◆ Extracted records ◆
※ ※ ※

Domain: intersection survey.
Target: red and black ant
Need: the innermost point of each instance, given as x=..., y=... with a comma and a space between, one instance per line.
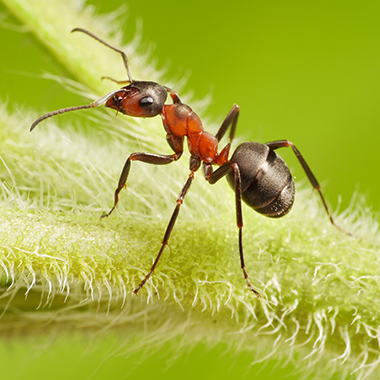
x=258, y=175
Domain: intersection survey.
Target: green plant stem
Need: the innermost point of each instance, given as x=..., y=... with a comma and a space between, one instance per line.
x=61, y=265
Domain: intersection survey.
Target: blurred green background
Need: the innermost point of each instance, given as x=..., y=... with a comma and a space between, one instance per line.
x=300, y=70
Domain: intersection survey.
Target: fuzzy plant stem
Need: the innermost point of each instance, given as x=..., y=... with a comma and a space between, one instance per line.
x=63, y=268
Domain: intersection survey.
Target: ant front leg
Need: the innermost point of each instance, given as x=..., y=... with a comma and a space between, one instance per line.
x=215, y=177
x=285, y=144
x=174, y=142
x=194, y=165
x=149, y=158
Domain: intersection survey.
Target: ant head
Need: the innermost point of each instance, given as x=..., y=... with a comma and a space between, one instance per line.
x=139, y=99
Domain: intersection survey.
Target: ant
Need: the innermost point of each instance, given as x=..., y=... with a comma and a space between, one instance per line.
x=257, y=174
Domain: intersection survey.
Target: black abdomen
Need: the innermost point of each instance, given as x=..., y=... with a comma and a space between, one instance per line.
x=267, y=185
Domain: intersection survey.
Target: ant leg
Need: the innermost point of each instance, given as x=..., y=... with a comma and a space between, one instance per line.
x=285, y=144
x=169, y=228
x=149, y=158
x=216, y=176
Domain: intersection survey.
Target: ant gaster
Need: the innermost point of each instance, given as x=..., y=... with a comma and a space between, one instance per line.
x=257, y=174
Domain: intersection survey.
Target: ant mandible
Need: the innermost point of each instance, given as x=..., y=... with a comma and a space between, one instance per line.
x=258, y=175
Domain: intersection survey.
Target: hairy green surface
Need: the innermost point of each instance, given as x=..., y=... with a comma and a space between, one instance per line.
x=61, y=268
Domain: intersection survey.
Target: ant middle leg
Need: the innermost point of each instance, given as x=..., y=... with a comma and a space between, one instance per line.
x=194, y=165
x=213, y=178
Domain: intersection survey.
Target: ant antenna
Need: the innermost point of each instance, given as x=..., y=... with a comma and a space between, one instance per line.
x=94, y=104
x=123, y=55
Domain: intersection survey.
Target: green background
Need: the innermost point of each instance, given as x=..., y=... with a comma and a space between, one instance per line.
x=300, y=70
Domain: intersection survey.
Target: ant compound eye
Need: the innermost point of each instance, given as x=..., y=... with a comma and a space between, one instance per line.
x=146, y=101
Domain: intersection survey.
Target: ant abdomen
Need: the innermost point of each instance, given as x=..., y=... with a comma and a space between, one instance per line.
x=266, y=183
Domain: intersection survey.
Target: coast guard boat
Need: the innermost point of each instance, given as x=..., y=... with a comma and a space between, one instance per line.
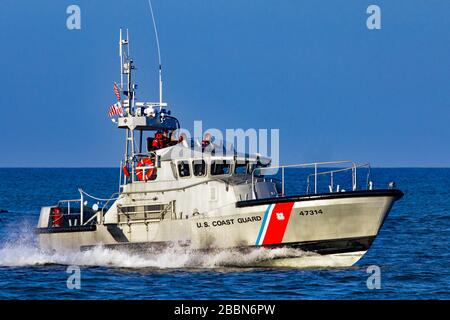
x=201, y=194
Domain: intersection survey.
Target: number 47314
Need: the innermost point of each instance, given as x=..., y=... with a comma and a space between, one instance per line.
x=310, y=212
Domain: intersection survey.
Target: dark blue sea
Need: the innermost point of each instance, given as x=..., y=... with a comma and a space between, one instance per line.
x=412, y=250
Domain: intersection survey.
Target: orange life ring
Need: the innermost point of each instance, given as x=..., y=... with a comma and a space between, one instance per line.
x=144, y=162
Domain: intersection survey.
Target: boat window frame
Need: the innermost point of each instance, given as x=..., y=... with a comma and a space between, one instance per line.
x=227, y=160
x=205, y=167
x=189, y=167
x=235, y=165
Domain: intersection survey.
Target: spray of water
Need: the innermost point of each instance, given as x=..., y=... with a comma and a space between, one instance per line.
x=21, y=250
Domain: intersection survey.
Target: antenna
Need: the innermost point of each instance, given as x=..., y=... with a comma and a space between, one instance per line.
x=121, y=60
x=159, y=53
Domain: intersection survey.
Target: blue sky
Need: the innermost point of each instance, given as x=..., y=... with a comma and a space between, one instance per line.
x=335, y=89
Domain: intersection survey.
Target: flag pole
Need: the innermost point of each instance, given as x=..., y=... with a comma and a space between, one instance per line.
x=159, y=53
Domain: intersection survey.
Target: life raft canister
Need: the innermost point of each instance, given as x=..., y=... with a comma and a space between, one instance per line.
x=144, y=162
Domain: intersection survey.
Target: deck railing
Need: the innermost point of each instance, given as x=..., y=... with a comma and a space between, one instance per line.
x=344, y=165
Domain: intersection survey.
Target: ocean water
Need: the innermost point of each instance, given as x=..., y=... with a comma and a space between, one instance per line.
x=412, y=250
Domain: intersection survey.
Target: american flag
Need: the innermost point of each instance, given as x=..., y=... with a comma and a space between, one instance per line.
x=117, y=91
x=115, y=110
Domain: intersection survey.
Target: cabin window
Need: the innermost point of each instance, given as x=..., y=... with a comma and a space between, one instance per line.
x=240, y=168
x=183, y=169
x=199, y=168
x=219, y=167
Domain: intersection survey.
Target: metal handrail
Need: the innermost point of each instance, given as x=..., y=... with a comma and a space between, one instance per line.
x=332, y=172
x=314, y=165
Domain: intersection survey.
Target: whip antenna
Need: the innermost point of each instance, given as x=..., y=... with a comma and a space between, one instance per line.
x=159, y=52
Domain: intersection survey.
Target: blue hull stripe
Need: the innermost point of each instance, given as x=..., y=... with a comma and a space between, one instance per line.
x=263, y=224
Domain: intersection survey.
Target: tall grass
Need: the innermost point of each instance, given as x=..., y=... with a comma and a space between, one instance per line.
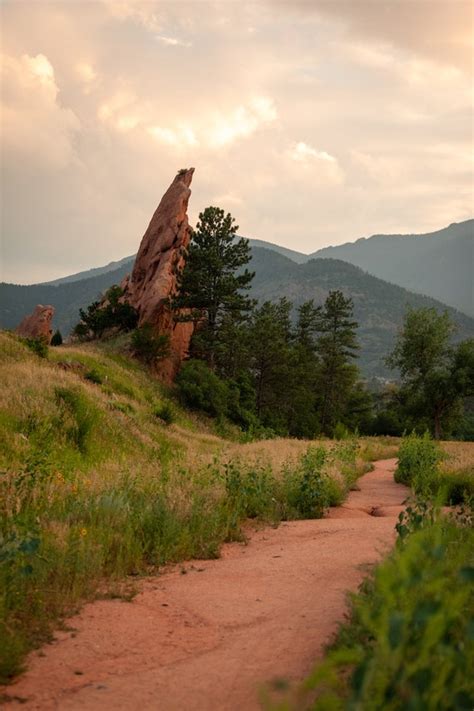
x=408, y=643
x=102, y=476
x=425, y=466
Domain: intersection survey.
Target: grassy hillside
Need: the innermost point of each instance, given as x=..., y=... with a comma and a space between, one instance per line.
x=379, y=306
x=104, y=475
x=439, y=264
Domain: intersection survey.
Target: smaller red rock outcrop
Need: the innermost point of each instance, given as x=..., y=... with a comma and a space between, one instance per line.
x=156, y=269
x=37, y=324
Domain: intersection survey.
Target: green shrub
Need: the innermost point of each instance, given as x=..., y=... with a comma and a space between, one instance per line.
x=77, y=417
x=341, y=431
x=110, y=313
x=148, y=346
x=39, y=346
x=313, y=495
x=57, y=338
x=93, y=376
x=457, y=487
x=201, y=389
x=418, y=461
x=165, y=412
x=409, y=642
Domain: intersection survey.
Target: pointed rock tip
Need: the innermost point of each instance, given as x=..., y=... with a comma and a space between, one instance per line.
x=185, y=175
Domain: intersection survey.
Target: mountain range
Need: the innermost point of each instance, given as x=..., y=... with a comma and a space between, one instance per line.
x=379, y=302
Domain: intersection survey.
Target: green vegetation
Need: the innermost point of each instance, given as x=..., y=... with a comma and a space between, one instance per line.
x=99, y=479
x=109, y=313
x=57, y=338
x=436, y=377
x=420, y=467
x=147, y=346
x=408, y=642
x=210, y=284
x=39, y=346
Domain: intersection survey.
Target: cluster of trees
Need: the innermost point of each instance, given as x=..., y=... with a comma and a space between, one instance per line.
x=437, y=379
x=271, y=367
x=106, y=314
x=258, y=365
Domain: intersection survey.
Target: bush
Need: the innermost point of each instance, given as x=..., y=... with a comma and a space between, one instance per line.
x=418, y=461
x=149, y=346
x=57, y=338
x=107, y=314
x=313, y=495
x=165, y=412
x=93, y=376
x=409, y=642
x=201, y=389
x=457, y=487
x=77, y=415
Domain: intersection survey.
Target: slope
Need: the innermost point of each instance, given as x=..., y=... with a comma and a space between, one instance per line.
x=439, y=264
x=378, y=305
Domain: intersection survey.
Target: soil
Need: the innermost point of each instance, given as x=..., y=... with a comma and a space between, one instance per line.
x=207, y=635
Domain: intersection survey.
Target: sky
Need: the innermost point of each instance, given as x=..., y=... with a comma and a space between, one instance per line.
x=313, y=123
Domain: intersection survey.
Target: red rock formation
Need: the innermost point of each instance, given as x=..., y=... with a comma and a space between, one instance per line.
x=37, y=324
x=155, y=272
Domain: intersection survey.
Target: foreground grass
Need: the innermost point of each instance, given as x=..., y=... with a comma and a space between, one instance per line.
x=103, y=475
x=409, y=639
x=408, y=643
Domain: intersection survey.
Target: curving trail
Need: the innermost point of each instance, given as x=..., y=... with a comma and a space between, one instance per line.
x=207, y=640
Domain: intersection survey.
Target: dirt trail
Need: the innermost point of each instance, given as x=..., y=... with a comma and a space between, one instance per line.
x=207, y=640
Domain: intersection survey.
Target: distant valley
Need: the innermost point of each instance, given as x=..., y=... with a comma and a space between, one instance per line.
x=379, y=304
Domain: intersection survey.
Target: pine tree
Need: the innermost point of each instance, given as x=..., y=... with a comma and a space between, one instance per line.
x=213, y=279
x=436, y=377
x=271, y=361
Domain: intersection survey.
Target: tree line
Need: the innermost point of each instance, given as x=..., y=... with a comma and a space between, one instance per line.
x=273, y=368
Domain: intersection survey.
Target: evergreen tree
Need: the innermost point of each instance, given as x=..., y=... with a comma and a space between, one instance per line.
x=436, y=377
x=211, y=283
x=336, y=347
x=103, y=315
x=303, y=421
x=271, y=361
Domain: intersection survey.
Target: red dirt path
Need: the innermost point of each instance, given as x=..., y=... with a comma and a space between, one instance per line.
x=207, y=640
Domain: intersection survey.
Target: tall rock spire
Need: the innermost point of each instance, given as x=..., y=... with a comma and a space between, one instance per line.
x=154, y=277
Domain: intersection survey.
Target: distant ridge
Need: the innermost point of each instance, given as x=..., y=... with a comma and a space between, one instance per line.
x=379, y=305
x=439, y=264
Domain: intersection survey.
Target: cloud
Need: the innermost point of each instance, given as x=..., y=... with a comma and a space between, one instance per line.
x=173, y=41
x=302, y=152
x=329, y=121
x=34, y=124
x=441, y=30
x=181, y=136
x=242, y=121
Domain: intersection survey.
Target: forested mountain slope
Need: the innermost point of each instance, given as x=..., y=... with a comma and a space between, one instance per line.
x=379, y=305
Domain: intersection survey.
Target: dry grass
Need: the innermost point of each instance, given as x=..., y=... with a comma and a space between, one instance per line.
x=460, y=457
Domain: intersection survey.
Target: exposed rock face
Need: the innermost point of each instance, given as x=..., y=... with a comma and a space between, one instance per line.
x=157, y=265
x=37, y=324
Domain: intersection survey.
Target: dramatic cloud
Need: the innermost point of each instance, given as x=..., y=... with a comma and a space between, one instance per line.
x=312, y=122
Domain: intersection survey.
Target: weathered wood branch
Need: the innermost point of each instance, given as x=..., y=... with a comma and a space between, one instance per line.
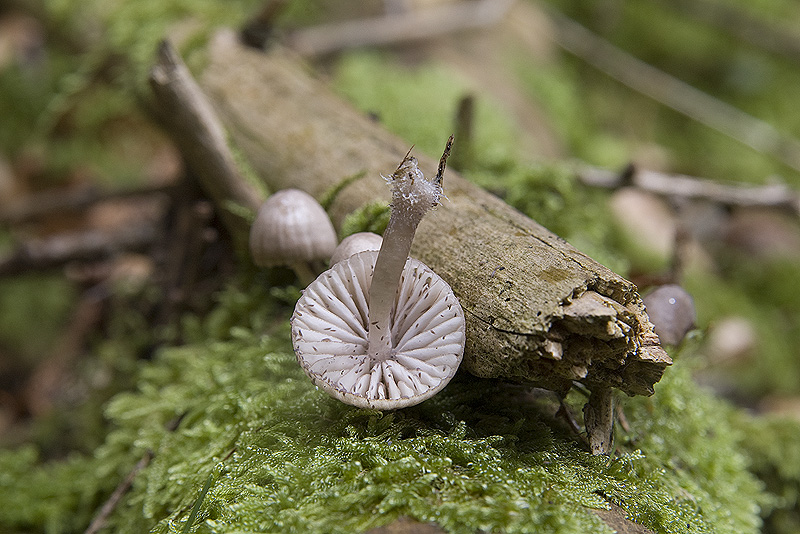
x=538, y=310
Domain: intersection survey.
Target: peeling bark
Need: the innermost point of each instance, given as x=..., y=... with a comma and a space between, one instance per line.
x=538, y=311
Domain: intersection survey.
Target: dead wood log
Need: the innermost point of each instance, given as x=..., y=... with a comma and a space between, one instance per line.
x=538, y=310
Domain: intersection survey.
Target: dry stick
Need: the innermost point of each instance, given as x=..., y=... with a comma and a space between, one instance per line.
x=93, y=245
x=538, y=311
x=200, y=137
x=778, y=196
x=99, y=522
x=72, y=200
x=674, y=93
x=396, y=28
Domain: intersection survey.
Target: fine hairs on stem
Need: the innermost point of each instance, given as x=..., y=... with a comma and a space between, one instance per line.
x=412, y=196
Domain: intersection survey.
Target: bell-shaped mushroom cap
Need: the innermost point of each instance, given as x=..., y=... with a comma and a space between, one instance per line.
x=291, y=227
x=355, y=243
x=671, y=310
x=330, y=335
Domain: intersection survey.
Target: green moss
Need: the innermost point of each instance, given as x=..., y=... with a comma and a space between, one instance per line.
x=33, y=309
x=371, y=217
x=284, y=455
x=419, y=104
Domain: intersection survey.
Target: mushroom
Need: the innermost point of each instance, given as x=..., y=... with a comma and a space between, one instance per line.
x=292, y=229
x=671, y=310
x=381, y=330
x=358, y=242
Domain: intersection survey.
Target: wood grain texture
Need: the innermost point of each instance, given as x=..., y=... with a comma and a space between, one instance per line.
x=538, y=310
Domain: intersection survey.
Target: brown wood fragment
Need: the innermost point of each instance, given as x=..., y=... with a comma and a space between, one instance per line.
x=517, y=281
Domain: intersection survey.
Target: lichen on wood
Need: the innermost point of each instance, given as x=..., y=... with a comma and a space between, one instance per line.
x=518, y=282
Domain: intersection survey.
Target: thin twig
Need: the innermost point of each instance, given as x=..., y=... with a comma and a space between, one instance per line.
x=201, y=139
x=396, y=28
x=681, y=186
x=100, y=520
x=93, y=245
x=72, y=200
x=674, y=93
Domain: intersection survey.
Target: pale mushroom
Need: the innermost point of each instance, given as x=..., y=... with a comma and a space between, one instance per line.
x=671, y=310
x=358, y=242
x=381, y=330
x=292, y=229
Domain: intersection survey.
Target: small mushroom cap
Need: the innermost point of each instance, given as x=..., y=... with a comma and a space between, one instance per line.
x=291, y=227
x=354, y=244
x=330, y=333
x=671, y=310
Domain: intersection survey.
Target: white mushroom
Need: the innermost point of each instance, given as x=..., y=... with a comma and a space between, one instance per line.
x=292, y=229
x=358, y=242
x=671, y=310
x=381, y=330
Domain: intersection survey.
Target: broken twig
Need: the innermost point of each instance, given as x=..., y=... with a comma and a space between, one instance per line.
x=681, y=186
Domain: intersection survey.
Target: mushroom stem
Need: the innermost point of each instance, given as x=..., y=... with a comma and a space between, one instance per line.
x=412, y=197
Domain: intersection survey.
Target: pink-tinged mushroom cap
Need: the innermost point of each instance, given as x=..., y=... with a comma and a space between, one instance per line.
x=330, y=335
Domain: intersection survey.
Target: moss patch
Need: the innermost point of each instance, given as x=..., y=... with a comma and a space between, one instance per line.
x=482, y=455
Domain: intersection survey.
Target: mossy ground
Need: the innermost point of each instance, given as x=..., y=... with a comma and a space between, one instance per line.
x=233, y=424
x=285, y=457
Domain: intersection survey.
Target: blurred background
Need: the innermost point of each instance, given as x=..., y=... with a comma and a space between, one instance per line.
x=660, y=138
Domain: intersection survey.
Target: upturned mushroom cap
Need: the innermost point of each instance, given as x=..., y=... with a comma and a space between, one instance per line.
x=355, y=243
x=291, y=227
x=330, y=335
x=671, y=310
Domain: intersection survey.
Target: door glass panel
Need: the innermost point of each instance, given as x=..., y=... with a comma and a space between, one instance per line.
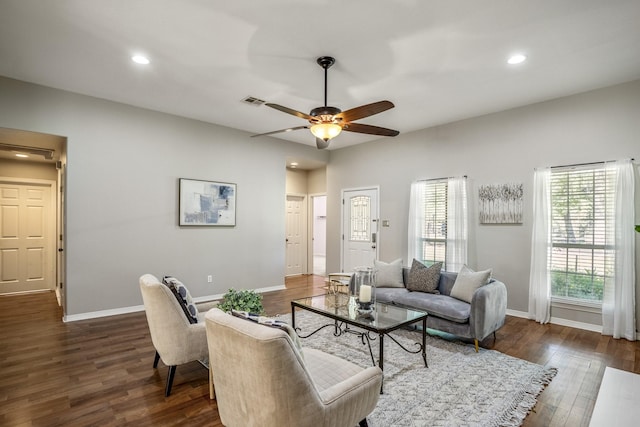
x=360, y=219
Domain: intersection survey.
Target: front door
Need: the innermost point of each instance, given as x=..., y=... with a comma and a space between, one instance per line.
x=27, y=229
x=296, y=225
x=360, y=228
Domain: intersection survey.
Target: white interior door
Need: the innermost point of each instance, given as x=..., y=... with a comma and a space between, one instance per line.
x=360, y=228
x=27, y=229
x=295, y=240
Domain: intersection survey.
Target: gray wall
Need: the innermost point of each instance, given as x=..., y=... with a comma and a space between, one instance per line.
x=497, y=148
x=122, y=188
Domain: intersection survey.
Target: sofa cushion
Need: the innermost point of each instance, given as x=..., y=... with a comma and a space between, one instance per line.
x=423, y=278
x=447, y=280
x=468, y=281
x=436, y=305
x=389, y=274
x=183, y=296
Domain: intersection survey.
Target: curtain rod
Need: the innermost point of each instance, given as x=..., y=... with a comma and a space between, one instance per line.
x=585, y=164
x=439, y=179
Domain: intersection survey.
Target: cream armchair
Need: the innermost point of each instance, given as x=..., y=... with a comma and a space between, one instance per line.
x=263, y=379
x=175, y=339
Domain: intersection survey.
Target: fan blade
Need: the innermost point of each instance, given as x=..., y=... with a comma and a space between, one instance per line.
x=371, y=130
x=364, y=111
x=289, y=111
x=322, y=144
x=281, y=130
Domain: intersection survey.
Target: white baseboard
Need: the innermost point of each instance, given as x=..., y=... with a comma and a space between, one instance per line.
x=560, y=321
x=102, y=313
x=137, y=308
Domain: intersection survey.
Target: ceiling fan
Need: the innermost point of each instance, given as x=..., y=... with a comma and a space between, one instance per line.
x=327, y=122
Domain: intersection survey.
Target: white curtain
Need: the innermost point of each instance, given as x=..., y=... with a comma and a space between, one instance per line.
x=539, y=277
x=457, y=220
x=416, y=221
x=618, y=305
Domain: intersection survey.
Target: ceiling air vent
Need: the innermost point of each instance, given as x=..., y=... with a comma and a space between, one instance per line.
x=253, y=101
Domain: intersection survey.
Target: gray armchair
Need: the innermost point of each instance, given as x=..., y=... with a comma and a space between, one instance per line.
x=176, y=340
x=263, y=379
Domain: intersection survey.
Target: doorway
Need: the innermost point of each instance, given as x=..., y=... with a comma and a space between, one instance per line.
x=27, y=235
x=295, y=240
x=32, y=200
x=359, y=227
x=319, y=233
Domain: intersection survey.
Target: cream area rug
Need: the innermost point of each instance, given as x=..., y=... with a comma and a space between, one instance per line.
x=459, y=388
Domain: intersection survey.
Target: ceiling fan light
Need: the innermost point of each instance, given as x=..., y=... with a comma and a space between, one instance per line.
x=326, y=131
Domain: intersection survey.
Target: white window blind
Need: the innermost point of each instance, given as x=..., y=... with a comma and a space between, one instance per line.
x=581, y=209
x=434, y=229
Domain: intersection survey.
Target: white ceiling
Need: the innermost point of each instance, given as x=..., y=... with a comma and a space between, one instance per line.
x=438, y=61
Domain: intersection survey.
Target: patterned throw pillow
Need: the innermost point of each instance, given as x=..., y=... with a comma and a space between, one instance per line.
x=423, y=278
x=389, y=274
x=183, y=296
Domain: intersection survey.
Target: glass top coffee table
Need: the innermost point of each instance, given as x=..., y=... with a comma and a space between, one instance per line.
x=385, y=318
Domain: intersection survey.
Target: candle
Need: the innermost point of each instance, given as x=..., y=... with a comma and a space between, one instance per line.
x=365, y=293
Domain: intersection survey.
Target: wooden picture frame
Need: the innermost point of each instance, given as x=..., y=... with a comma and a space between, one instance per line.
x=207, y=203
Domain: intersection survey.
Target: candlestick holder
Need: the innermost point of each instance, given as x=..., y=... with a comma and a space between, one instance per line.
x=364, y=289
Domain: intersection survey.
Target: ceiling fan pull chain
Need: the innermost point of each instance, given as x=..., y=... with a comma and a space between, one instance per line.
x=325, y=85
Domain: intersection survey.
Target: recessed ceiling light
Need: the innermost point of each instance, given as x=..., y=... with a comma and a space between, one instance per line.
x=516, y=59
x=139, y=59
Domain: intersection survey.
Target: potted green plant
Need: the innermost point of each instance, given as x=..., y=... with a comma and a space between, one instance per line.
x=242, y=300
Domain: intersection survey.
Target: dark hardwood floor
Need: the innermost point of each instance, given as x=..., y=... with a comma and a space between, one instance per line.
x=99, y=372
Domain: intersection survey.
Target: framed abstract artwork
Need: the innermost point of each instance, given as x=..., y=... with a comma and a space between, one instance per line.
x=207, y=203
x=500, y=203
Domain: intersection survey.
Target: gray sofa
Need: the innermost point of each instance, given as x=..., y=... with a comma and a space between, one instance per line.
x=484, y=316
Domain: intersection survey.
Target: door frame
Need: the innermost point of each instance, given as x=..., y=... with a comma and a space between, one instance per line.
x=304, y=227
x=375, y=188
x=311, y=233
x=51, y=221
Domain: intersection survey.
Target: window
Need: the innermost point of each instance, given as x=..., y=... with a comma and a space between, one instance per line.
x=438, y=222
x=581, y=211
x=360, y=219
x=432, y=235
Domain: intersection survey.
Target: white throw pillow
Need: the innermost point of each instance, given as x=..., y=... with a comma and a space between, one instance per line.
x=468, y=281
x=389, y=275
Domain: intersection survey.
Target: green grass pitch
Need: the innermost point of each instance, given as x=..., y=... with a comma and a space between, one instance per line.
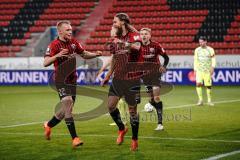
x=190, y=133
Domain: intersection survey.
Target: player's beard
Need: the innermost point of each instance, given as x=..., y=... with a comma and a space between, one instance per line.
x=119, y=31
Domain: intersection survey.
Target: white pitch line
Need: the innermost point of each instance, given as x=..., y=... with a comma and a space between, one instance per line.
x=191, y=105
x=23, y=124
x=141, y=137
x=180, y=106
x=222, y=155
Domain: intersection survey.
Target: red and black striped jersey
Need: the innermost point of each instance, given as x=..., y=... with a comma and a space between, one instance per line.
x=123, y=57
x=65, y=67
x=151, y=52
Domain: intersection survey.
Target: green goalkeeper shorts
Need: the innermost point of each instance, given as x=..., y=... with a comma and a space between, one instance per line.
x=204, y=78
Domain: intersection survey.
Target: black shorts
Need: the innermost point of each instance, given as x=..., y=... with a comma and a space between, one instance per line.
x=125, y=88
x=152, y=80
x=66, y=90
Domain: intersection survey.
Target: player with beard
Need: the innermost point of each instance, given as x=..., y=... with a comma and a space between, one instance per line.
x=124, y=48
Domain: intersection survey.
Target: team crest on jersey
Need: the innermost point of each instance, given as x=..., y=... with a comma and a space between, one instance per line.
x=73, y=46
x=136, y=38
x=152, y=50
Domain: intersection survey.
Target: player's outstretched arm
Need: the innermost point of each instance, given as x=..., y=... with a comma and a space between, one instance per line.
x=49, y=60
x=90, y=55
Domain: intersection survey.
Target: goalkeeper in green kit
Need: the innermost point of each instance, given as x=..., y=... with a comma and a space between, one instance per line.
x=204, y=64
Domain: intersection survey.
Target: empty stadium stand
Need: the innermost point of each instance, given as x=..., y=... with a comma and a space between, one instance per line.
x=176, y=24
x=19, y=19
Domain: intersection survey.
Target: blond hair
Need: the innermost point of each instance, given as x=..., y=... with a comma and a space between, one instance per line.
x=60, y=23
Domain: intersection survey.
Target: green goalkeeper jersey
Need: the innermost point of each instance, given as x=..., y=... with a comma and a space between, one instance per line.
x=204, y=59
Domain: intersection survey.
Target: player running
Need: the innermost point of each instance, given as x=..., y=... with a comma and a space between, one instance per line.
x=204, y=64
x=61, y=52
x=149, y=53
x=125, y=47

※ ※ ※

Please gather every line of the items above that contains the word "cloud", and copy each of those lines in full.

Target: cloud
Target: dramatic cloud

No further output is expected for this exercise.